SOURCE —

--- Start ---

Sets the display's day-of-the-week, AM, PM, and colon LEDs (all red). LEDs can only be turned on and off (true or false).

• robot.showText(text, interval, scrollIn=false, complete=null) - Value Storage: TBD

Scroll any length of text across Roomba's 7-segment display, which can only show 4 characters at a time. Interval controls the delay, in milliseconds, between updates. Text and interval are required parameters.

If scrollIn is true, the text scrolls in and out until only the last character is visible.

For example, since the message length matches the length of the display, the following will show 'abcd' for 500ms then disappear: robot.showText("abcd", 500)

But setting scrollIn to true will make the message scroll fully in and out before disappearing: robot.showText("abcd", 500, true)

The optional complete callback is called when the text finishes scrolling, and has no parameters. Note that due to the nature of 7-segment displays, not all characters will display well. Characters are not case-sensitive.

• robot.setDigitsRaw(d1, d2, d3, d4) - Value Storage: robot.d1, robot.d2, robot.d3, robot.d4

Allows you to control the individual segments of Roomba's display. Each parameter is an array of 7 bits (EX. [false,true,true,false,true,true,false]), each of which represents a segment of the display as shown in this table:

	A
F		B
	G
E		C
	D

• robot.setSong(id, notes) - Value Storage: N/A

Sets a song in the robot's memory with the given ID (0 to 4, Song ID) to be played later. Notes must be an array of the format: [[note, duration],[note, duration],etc...]

Each note is represented by it's MIDI note number (31 to 127, MIDI Note) and a duration (0 to 255, 1/64s). The maximum length of a song is 16 notes.

--- End ---

EXTRACTED MATERIAL —
--- Start ---

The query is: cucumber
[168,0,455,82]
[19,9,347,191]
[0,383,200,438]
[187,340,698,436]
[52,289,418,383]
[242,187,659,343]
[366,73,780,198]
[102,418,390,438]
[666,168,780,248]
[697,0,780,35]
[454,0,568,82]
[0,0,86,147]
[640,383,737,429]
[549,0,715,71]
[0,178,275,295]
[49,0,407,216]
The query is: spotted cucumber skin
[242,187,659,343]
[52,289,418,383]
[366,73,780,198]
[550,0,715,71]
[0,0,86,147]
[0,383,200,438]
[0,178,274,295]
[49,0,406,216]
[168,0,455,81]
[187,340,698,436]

--- End ---
--- Start ---

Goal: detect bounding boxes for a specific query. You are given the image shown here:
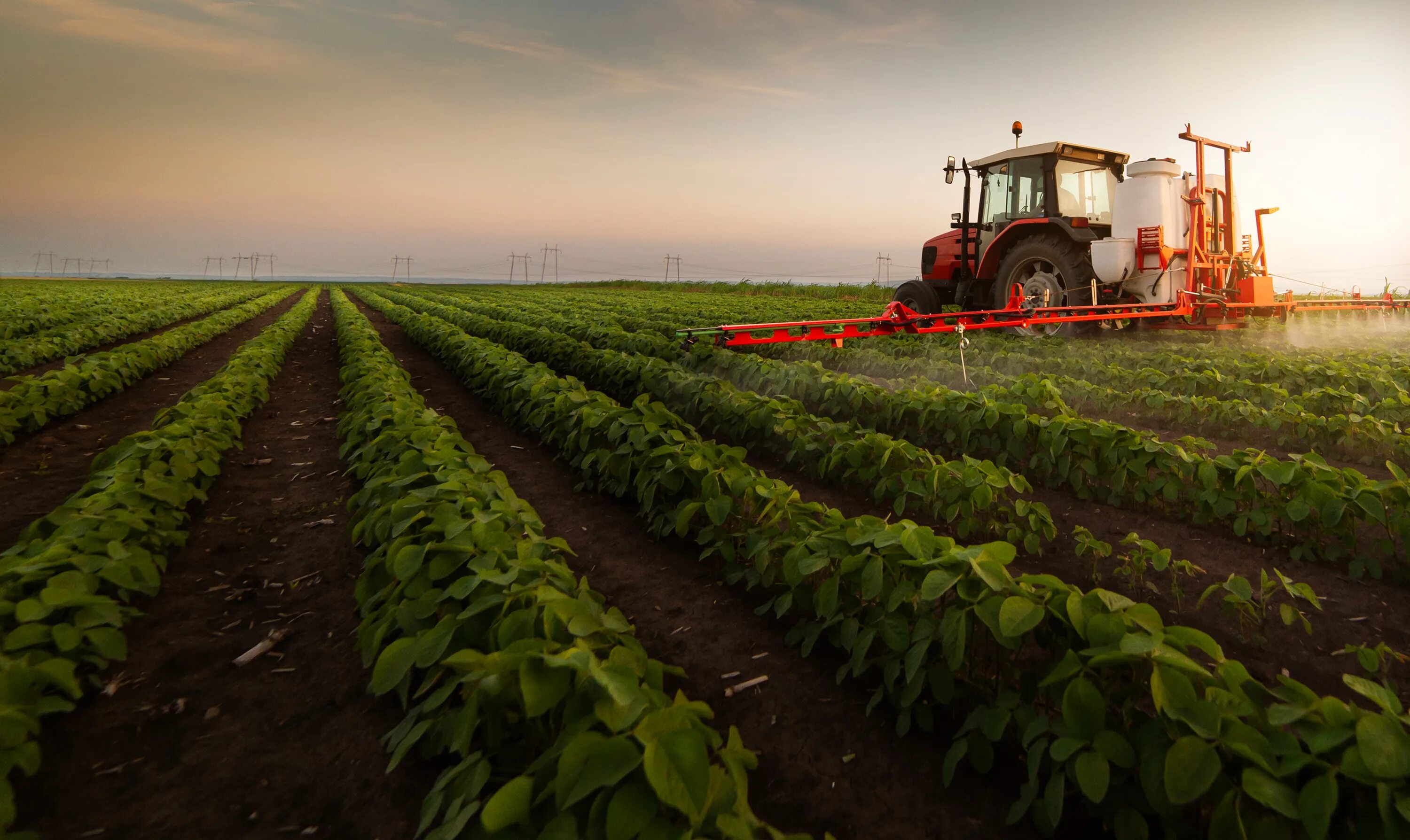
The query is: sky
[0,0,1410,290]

--- End ---

TASK OBJECTIVE —
Write out the passage of the Roomba text between "Allows you to" and "is 16 notes.", inclusive. Rely only on the Roomba text.

THE RESULT —
Allows you to control the individual segments of Roomba's display. Each parameter is an array of 7 bits (EX. [false,true,true,false,true,true,false]), each of which represents a segment of the display as shown in this table:

	A
F		B
	G
E		C
	D

• robot.setSong(id, notes) - Value Storage: N/A

Sets a song in the robot's memory with the given ID (0 to 4, Song ID) to be played later. Notes must be an array of the format: [[note, duration],[note, duration],etc...]

Each note is represented by it's MIDI note number (31 to 127, MIDI Note) and a duration (0 to 255, 1/64s). The maximum length of a song is 16 notes.